Start of Quoted text

Re: online lda learning algorithm

Dirk Weissenborn Tue, 27 Mar 2012 07:30:54 -0700

I found this paper on supervised lda.
http://www.cs.princeton.edu/~blei/papers/BleiMcAuliffe2007.pdf


Could an implementation of supervised lda in your opinion be done easily
given the already existent implementation?

2012/3/27 Dirk Weissenborn <[email protected]>

> The fact that the dictionary stays fixed could be a problem for what I
> want to do. Would it be hard to change it in the code?
>
> I now of one kind of supervised lda, called disclda... do you know others?
>
> If the model is slightly changed (training on just few new inputs compared
> to the overall number of documents the model was already trained on), I
> think retraining a classifier should converge fast, taking the old model
> parameters as starting parameters, so I guess this probably would not be to
> much of a drawback.
> The reason I want to do this is, that lda works really good on sparse
> datasets for training, and it has been shown that a composition of lda and
> a classifier is much faster at the classification task, with similar
> results to tf-idf based classifiers.
>
> 2012/3/27 Jake Mannix <[email protected]>
>
>> On Mon, Mar 26, 2012 at 5:13 PM, Dirk Weissenborn <
>> [email protected]> wrote:
>>
>> > Ok thanks,
>> >
>> > maybe one question. Is it possible to train an already trained model on
>> > just a few new documents with the provided algorithms or do you have to
>> > train through the whole corpus again. What I mean is whether you can
>> train
>> > an lda model incrementally or not?
>> >
>>
>> So the answer to *this* above question is that yes, you can incrementally
>> train your LDA model with new documents, and in fact you can do this
>> with the current codebase, although it's not really documented how you
>> would
>> do it: we currently persist a full-fledged model in between passes over
>> the corpus (because we're doing MapReduce iteratively, this happens
>> naturally), and this model doesn't "know" what documents were used to
>> train it (its a big matrix of topic <-> feature counts, that's all), so
>> you
>> could
>> take a fully trained model, and then run the current LDA over it, using
>> new documents as input, and it will start learning from them.  Now, it
>> won't be able to learn with *new vocabulary* without changing the code
>> a little, however.  The dictionary stays fixed in the current codebase.

End of Quoted text
Start of Listed records

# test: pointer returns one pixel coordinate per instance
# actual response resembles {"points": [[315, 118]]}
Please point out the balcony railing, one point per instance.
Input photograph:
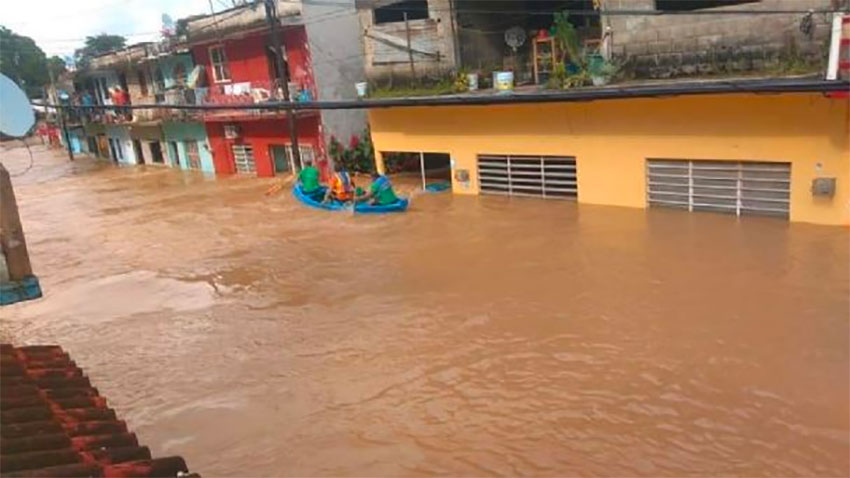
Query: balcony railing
{"points": [[251, 92]]}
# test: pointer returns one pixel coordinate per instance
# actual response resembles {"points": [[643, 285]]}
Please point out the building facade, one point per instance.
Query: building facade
{"points": [[237, 63], [784, 154], [687, 38]]}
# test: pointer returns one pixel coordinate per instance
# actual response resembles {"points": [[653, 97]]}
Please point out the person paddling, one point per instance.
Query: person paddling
{"points": [[342, 186], [308, 178], [380, 192]]}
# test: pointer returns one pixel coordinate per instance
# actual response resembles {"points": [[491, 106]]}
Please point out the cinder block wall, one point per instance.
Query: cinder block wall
{"points": [[670, 45], [435, 34]]}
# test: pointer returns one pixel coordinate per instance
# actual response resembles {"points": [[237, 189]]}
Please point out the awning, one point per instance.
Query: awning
{"points": [[152, 133], [93, 129], [371, 4], [196, 77]]}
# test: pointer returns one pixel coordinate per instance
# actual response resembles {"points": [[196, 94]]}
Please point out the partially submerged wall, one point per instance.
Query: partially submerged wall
{"points": [[432, 40], [668, 45], [612, 140], [336, 51]]}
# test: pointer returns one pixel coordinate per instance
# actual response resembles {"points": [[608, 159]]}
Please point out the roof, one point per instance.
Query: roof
{"points": [[654, 90], [54, 423], [239, 21], [612, 92]]}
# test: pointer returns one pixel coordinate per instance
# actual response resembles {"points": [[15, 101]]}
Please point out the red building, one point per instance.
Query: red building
{"points": [[235, 61]]}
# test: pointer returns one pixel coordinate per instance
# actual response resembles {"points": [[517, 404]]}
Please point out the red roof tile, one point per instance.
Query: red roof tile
{"points": [[54, 423]]}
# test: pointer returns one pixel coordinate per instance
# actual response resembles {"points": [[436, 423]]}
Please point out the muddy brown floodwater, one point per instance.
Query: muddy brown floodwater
{"points": [[470, 336]]}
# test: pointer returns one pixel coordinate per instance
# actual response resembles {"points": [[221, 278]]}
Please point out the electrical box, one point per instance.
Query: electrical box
{"points": [[231, 131], [823, 187]]}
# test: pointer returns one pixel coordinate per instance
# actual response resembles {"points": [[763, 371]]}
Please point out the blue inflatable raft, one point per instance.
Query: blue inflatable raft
{"points": [[314, 199]]}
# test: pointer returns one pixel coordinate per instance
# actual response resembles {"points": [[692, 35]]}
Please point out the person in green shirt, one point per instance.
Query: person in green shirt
{"points": [[309, 177], [380, 192]]}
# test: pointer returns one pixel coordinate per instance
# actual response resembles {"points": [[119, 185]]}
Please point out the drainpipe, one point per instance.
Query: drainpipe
{"points": [[455, 40], [274, 23]]}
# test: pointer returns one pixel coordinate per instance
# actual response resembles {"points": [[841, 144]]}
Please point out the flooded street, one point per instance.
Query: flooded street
{"points": [[470, 336]]}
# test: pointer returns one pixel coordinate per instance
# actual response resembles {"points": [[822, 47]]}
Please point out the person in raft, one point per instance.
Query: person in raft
{"points": [[309, 177], [380, 192], [342, 187]]}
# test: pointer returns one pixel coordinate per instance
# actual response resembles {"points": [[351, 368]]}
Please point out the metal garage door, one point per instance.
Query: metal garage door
{"points": [[552, 177], [723, 186], [243, 155]]}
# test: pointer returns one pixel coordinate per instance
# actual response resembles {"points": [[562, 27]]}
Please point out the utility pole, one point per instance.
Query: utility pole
{"points": [[60, 112], [409, 49], [274, 25]]}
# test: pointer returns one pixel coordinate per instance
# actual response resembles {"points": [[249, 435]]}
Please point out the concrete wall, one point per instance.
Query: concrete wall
{"points": [[185, 132], [168, 65], [433, 34], [260, 135], [336, 49], [611, 140], [122, 135], [678, 45]]}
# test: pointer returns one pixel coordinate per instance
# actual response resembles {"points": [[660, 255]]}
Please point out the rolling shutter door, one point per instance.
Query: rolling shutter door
{"points": [[723, 186], [551, 177], [243, 156]]}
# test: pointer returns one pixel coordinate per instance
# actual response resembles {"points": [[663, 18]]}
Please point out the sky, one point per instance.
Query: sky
{"points": [[60, 26]]}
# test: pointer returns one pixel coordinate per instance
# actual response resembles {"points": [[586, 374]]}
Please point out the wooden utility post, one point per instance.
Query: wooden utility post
{"points": [[60, 112], [14, 245], [409, 49], [274, 25]]}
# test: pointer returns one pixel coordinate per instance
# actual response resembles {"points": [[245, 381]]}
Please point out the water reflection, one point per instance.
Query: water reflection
{"points": [[471, 336]]}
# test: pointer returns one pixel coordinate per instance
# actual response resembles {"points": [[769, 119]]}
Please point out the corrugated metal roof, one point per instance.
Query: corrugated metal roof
{"points": [[54, 423]]}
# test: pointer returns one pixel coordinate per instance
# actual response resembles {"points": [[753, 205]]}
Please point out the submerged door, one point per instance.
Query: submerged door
{"points": [[243, 156], [174, 153], [192, 154], [281, 159], [137, 149], [156, 152]]}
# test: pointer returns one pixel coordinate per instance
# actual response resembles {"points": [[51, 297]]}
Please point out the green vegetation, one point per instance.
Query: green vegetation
{"points": [[23, 61], [444, 86], [97, 45], [358, 157]]}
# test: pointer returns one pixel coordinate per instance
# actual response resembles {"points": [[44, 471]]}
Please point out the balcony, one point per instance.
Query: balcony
{"points": [[248, 93]]}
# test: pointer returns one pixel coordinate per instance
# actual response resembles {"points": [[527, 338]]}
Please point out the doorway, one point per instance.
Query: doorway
{"points": [[430, 171], [193, 154], [280, 158], [113, 152], [156, 153], [137, 149], [174, 153]]}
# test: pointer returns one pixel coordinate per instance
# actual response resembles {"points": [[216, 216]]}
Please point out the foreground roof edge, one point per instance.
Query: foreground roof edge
{"points": [[709, 87]]}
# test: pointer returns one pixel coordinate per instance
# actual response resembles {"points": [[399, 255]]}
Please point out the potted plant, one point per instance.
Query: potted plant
{"points": [[602, 73]]}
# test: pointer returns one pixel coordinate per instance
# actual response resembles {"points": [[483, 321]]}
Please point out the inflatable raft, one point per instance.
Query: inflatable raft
{"points": [[314, 199]]}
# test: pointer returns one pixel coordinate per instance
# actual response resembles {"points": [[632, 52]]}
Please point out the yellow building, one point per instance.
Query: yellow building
{"points": [[742, 149]]}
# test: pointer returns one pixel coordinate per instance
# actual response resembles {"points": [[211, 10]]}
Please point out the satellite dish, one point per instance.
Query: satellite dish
{"points": [[16, 115], [515, 37]]}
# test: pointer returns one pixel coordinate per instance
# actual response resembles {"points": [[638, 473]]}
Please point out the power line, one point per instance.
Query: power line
{"points": [[756, 86], [591, 12]]}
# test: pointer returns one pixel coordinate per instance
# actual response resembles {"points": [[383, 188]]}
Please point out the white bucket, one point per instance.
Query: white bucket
{"points": [[362, 89], [503, 80], [472, 81]]}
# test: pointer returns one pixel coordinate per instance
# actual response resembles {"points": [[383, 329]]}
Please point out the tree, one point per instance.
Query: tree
{"points": [[96, 45], [23, 61], [56, 65]]}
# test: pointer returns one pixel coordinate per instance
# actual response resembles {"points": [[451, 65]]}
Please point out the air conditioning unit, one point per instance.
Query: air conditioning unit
{"points": [[231, 131]]}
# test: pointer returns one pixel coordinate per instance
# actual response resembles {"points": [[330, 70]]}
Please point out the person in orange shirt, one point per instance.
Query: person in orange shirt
{"points": [[342, 186]]}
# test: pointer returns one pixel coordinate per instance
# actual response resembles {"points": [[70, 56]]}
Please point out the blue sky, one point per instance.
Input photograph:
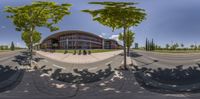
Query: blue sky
{"points": [[167, 21]]}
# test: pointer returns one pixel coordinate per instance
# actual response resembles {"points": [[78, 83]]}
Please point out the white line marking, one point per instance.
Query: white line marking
{"points": [[196, 60], [93, 68], [58, 66]]}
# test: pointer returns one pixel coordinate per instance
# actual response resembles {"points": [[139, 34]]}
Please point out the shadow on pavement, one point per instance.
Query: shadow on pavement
{"points": [[79, 76], [171, 80]]}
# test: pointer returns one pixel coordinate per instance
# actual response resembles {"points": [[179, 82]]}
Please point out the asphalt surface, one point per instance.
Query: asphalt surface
{"points": [[95, 80]]}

End of Listed records

[The problem] Please resume the email thread on incremental LDA training, starting right after its last sentence. The records aren't needed here.

[Written response]
>>
>>
>> > What I would actually like to do is training a topical classifier on
>> top of
>> > a lda model. Do you have any experience with that? I mean by changing
>> the
>> > lda model, the inputs for the classifier would also change. Do I have to
>> > train a classifier from scratch again or can I reuse the classifier
>> trained
>> > on top of the older lda model and just ajust that one slightly?
>> >
>>
>> This is actually a rather different question, it seems.  Let me make sure
>> I'm understanding what you're asking:
>>
>> You are using the p(topic | doc) values for each doc as *input features*
>> for another classifier, right?   Trying to update your model
>> (which itself can be thought of as a fuzzy classifier consisting of
>> weights
>> p(feature | topic) and an inference algorithm to produce p(topic | doc)
>> if fed a document consisting of a weighted feature vector) and keeping
>> the p(topic | doc) vectors fixed will definitely be wrong - if the model
>> changes, these weights will need to be updated.  The only way
>> to do this is to run these documents against the model in some way.
>>
>> But you don't really want to do that, you want to update your secondary
>> classifier, after your input topics drift a bit upon having been updated.
>> I think this problem still remains, however: your secondary classifier
>> was trained on input features which have changed, so it most likely
>> needs to be retrained as well.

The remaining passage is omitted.